DIRECTION:
Select each line of the records that contains the string "greenhouse" and copy it out. Only matches in the same case count.

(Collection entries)
========================================================================

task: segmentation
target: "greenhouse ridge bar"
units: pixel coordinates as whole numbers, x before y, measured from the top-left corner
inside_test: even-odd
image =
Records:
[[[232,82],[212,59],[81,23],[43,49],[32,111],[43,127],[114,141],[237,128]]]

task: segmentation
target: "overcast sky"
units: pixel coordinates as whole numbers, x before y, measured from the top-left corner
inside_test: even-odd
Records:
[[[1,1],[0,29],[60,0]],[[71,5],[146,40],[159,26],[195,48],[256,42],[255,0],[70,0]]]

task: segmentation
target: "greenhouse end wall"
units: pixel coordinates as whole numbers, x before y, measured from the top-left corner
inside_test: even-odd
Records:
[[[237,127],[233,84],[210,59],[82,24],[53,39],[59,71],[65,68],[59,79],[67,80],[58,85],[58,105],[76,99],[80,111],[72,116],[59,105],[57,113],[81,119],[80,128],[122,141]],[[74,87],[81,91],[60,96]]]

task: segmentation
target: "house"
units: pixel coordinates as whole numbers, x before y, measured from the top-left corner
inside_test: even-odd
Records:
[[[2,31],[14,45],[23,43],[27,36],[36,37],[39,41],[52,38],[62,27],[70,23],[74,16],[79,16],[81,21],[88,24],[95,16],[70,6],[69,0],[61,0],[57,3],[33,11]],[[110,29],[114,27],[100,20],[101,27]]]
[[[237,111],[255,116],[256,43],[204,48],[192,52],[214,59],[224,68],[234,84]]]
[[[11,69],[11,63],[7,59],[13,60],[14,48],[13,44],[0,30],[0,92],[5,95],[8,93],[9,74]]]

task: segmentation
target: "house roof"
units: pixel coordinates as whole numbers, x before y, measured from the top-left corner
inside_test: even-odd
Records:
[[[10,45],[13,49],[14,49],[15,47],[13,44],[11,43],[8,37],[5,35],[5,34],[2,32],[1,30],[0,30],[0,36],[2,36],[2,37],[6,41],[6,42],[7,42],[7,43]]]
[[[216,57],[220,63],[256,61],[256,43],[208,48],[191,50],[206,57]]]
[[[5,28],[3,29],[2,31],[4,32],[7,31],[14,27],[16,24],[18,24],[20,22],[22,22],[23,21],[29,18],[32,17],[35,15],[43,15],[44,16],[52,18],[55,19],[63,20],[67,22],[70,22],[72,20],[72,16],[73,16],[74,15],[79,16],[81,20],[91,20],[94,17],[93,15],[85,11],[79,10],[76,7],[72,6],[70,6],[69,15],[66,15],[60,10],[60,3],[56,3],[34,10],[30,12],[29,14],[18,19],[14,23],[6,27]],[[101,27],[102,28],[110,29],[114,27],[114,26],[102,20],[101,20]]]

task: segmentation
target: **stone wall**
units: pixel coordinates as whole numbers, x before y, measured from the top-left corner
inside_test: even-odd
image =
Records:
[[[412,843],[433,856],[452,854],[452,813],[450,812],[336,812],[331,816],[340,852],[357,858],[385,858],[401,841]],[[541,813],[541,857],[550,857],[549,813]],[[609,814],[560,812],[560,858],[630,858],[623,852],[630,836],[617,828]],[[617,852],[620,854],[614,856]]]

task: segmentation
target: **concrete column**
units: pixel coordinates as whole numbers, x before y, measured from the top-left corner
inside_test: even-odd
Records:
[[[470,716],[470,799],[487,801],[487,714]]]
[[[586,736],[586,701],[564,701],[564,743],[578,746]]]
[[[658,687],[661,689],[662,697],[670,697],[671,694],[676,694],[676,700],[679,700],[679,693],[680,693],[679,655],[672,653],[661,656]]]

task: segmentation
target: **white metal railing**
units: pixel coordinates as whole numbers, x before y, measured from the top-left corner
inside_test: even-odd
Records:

========================================================================

TASK SOLUTION:
target: "greenhouse ridge bar"
target: "greenhouse end wall"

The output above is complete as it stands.